• _Set problem_: Count the lines in the material below that contain the word "building" and give only that number.

___ Listed records ___

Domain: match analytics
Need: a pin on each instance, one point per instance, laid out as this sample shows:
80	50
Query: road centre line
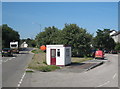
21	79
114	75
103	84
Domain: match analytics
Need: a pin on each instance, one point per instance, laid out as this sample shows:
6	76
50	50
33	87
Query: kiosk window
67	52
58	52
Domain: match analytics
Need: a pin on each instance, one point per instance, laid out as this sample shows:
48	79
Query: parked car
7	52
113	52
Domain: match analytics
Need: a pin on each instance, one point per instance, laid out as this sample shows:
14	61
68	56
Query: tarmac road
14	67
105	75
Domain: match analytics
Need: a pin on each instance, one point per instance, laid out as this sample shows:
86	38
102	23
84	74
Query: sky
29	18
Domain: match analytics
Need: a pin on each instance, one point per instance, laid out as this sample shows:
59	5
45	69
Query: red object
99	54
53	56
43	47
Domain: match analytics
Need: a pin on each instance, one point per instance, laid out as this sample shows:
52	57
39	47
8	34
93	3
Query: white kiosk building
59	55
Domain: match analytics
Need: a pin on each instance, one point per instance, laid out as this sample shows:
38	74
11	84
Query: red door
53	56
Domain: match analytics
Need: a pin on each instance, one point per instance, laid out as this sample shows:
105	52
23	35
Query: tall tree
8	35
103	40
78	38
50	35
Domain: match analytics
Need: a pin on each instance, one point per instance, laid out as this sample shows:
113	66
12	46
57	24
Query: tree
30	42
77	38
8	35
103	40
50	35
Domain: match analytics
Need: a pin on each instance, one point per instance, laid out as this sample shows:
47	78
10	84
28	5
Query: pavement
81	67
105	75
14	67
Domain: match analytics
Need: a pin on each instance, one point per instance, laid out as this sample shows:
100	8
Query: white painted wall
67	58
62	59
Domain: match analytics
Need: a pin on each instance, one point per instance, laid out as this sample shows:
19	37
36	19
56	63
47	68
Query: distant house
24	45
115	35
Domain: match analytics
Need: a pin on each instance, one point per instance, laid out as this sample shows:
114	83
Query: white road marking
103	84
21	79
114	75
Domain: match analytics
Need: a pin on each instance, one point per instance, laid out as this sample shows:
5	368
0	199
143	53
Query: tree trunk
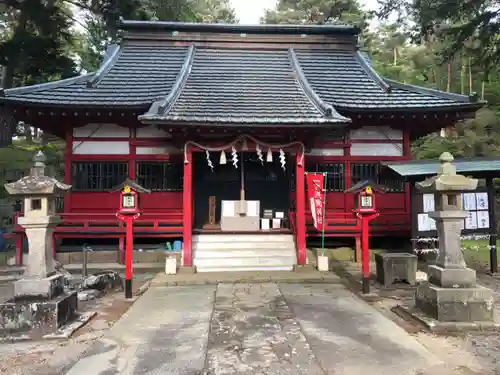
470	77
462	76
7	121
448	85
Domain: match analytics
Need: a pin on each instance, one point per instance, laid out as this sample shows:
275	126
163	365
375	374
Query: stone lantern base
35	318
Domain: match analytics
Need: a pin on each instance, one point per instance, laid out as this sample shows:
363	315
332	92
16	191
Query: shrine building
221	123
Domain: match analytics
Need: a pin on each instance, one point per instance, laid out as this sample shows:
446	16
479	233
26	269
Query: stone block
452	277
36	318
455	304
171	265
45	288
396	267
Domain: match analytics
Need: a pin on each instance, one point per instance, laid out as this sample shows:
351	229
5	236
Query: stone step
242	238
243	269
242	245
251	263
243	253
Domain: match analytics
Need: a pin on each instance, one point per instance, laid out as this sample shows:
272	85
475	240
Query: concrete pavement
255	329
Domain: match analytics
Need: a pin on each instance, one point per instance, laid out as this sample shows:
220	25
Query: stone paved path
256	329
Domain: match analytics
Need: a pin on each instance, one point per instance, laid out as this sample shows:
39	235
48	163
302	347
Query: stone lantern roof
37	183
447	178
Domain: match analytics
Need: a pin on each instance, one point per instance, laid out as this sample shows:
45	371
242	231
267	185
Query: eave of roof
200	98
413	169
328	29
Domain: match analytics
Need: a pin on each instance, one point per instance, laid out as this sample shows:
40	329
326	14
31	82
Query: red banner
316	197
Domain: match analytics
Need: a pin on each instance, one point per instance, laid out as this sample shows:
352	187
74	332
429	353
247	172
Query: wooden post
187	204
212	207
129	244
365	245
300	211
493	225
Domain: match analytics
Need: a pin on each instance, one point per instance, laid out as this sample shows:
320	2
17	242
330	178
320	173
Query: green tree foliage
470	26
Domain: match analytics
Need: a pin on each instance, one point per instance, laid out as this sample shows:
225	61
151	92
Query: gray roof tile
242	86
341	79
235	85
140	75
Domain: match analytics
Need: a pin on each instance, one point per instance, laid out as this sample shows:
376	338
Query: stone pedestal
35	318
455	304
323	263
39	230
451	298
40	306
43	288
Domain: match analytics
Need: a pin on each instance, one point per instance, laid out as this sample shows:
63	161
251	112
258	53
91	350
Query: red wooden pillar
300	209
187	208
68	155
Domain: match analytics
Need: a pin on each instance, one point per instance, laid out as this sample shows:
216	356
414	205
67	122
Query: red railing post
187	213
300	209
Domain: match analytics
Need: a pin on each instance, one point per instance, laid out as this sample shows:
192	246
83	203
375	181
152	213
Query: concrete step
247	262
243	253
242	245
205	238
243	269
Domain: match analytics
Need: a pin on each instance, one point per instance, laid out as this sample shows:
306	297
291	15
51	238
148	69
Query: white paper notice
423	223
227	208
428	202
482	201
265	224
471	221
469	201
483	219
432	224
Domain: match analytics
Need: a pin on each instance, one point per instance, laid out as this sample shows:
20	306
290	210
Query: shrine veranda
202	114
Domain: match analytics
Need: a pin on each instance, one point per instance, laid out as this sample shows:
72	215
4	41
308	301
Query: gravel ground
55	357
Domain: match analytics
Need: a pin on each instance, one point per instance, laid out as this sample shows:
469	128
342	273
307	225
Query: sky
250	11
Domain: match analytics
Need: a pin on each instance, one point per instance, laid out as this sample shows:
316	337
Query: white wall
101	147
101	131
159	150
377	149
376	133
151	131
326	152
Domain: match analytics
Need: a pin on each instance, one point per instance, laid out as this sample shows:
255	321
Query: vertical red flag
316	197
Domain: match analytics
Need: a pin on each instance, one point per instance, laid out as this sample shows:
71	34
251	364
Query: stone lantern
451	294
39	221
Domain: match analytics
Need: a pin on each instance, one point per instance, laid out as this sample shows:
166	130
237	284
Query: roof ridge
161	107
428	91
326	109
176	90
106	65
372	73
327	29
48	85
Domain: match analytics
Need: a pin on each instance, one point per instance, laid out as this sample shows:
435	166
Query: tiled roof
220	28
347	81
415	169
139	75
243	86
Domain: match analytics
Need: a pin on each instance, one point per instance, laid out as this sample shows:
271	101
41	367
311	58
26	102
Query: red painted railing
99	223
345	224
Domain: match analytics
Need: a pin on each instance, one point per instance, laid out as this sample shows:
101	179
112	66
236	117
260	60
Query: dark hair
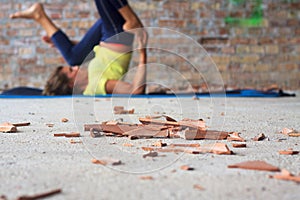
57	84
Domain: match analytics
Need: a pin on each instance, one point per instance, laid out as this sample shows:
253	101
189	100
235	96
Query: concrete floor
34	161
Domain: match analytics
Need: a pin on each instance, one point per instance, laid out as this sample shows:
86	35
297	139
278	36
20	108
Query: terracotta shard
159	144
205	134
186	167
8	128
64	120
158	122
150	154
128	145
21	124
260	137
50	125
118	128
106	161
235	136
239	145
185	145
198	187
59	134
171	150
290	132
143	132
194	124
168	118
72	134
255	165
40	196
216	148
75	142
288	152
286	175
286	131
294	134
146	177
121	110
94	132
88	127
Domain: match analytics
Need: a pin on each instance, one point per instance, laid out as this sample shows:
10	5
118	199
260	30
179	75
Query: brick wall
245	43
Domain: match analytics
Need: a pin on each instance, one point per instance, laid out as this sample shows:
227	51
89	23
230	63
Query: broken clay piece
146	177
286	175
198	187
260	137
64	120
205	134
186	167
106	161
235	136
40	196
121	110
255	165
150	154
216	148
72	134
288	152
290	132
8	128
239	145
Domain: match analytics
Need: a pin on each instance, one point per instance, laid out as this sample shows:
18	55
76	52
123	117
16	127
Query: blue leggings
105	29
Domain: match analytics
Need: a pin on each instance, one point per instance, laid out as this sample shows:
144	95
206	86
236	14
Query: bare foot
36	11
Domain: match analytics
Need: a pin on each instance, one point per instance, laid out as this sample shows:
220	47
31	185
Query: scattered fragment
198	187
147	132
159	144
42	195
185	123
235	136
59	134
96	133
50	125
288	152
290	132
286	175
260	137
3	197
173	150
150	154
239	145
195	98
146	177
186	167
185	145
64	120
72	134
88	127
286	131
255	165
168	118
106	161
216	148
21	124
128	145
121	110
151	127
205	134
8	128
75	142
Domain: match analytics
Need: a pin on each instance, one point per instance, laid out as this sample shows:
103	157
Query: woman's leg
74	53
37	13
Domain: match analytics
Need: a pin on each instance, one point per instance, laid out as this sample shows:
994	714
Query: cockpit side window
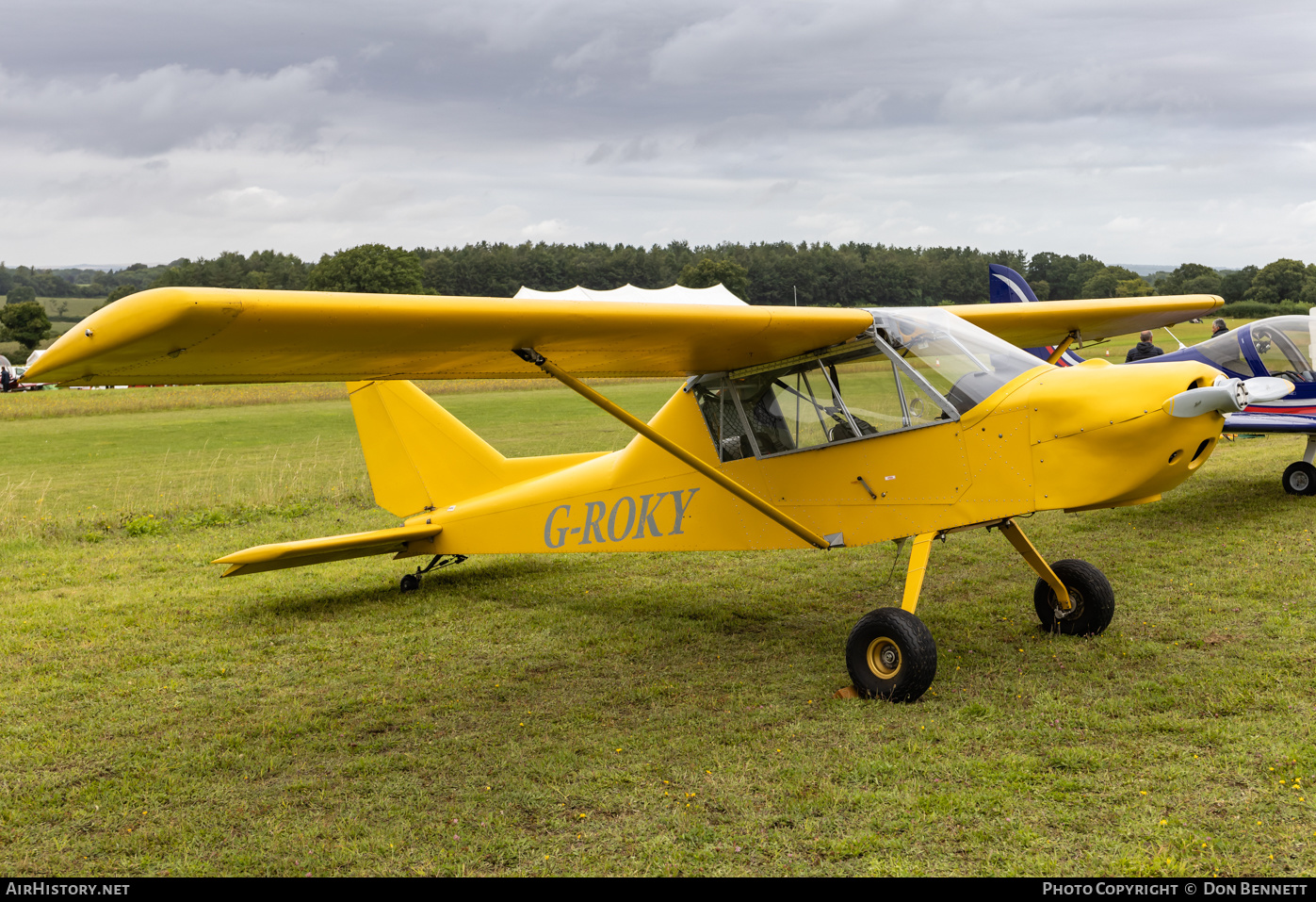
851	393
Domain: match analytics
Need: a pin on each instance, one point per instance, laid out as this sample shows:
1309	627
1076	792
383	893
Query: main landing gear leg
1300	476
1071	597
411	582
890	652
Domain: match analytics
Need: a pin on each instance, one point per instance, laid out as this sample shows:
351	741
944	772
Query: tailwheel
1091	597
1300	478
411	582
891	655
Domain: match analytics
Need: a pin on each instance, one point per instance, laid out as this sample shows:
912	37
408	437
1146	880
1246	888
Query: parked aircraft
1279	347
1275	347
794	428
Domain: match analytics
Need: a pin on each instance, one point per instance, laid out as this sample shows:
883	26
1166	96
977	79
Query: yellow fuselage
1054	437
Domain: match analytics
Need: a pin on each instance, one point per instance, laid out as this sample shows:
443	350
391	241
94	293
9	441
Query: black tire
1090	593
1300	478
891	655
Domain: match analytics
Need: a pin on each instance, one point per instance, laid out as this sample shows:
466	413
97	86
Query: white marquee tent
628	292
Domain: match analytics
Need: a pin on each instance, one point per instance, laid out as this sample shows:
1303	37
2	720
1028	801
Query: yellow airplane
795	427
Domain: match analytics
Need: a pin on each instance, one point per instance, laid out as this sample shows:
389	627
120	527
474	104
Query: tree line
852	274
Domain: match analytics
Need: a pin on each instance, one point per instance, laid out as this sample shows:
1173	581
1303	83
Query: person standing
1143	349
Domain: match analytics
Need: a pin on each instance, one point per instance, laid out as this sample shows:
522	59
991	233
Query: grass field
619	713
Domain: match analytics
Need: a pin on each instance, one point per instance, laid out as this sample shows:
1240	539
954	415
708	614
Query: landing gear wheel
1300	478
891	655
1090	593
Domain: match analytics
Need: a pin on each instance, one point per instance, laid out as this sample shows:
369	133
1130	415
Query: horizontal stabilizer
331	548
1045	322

___

• _Solved problem_: 2